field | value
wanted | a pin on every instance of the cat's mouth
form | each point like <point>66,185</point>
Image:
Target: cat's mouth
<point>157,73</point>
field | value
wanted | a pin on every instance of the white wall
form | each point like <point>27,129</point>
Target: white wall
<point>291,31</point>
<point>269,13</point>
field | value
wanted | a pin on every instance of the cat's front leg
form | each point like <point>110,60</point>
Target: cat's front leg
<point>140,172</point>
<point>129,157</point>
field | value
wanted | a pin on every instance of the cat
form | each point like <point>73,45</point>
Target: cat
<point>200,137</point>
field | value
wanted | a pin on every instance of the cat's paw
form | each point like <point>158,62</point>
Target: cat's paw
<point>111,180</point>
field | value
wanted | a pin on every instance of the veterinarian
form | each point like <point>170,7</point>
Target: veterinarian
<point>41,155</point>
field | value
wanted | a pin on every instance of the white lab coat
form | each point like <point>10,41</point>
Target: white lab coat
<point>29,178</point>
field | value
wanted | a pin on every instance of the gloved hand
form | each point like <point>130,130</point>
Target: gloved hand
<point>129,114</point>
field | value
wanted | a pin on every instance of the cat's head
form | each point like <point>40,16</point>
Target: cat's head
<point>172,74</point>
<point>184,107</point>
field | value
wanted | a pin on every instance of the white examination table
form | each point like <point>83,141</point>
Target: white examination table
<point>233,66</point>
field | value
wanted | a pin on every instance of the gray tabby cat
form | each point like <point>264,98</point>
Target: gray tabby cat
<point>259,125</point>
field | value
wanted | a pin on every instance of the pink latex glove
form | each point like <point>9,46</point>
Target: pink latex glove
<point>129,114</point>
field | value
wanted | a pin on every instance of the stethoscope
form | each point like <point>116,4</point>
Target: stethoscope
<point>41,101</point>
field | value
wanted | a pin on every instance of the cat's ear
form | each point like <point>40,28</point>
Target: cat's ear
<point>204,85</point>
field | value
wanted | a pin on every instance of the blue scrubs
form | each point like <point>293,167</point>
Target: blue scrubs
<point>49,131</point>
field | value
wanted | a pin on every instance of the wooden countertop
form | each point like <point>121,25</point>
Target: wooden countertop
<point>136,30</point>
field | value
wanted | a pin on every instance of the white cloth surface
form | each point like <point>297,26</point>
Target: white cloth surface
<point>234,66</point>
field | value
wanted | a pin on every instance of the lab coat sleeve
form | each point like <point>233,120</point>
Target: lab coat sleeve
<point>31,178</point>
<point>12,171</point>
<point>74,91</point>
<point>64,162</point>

-*-*-

Your objective: Copy every one of the rows above without changing anything.

Response below:
field | value
wanted | a pin on every instance of the cat's mouth
form | each point like <point>66,185</point>
Image:
Target: cat's mouth
<point>157,73</point>
field | value
wanted | a pin on every instance of the white wall
form | each point like <point>27,129</point>
Target: white wall
<point>291,31</point>
<point>269,13</point>
field | value
wanted | a pin on every instance of the cat's front leg
form | each point like <point>110,60</point>
Target: cat's front leg
<point>140,172</point>
<point>129,157</point>
field | value
wanted | a pin on every instance of the cat
form | each point like <point>73,45</point>
Target: cat
<point>200,137</point>
field | value
wanted | a pin on every instance of the cat's paw
form | each point like <point>158,62</point>
Target: cat's paw
<point>111,180</point>
field | value
wanted | a pin on every instance of the veterinarian
form | each point like <point>170,7</point>
Target: veterinarian
<point>41,155</point>
field | value
wanted | a pin on every instance of the white lab coat
form | each point like <point>10,41</point>
Target: white lab coat
<point>29,178</point>
field | value
wanted | a pin on every instance of the gloved hand
form | each point like <point>130,130</point>
Target: gloved hand
<point>129,114</point>
field | value
wanted | a pin on every instance of the cat's head
form | each point like <point>40,16</point>
Target: cat's head
<point>172,74</point>
<point>184,107</point>
field | value
wanted | a pin on every instance of the white examination table
form | each point like <point>83,141</point>
Target: white examination table
<point>233,66</point>
field | value
wanted | a pin on every instance of the gray tabby cat
form | each point like <point>264,98</point>
Target: gray tabby cat
<point>259,125</point>
field | value
wanted | a pin on every instance of the pink latex glove
form | each point like <point>9,46</point>
Target: pink latex glove
<point>129,114</point>
field | value
wanted | a pin on every instance of the stethoscope
form | each point like <point>116,4</point>
Target: stethoscope
<point>41,101</point>
field | value
wanted | a pin on every instance of the cat's ear
form | each point like <point>40,28</point>
Target: cat's ear
<point>204,85</point>
field | value
wanted | a pin on every instance of the blue scrubs
form | each point like <point>293,167</point>
Target: blue scrubs
<point>49,131</point>
field | value
wanted | a pin on every instance of the wooden countertop
form | each point like <point>121,25</point>
Target: wooden countertop
<point>136,30</point>
field | value
wanted | a pin on every instance of the white cloth surface
form | each point like <point>297,26</point>
Target: white cloth surface
<point>234,66</point>
field | value
wanted | a pin on every instance of the lab coat sleeve
form | each point like <point>233,120</point>
Target: lab coat sleeve
<point>31,178</point>
<point>12,171</point>
<point>74,91</point>
<point>64,162</point>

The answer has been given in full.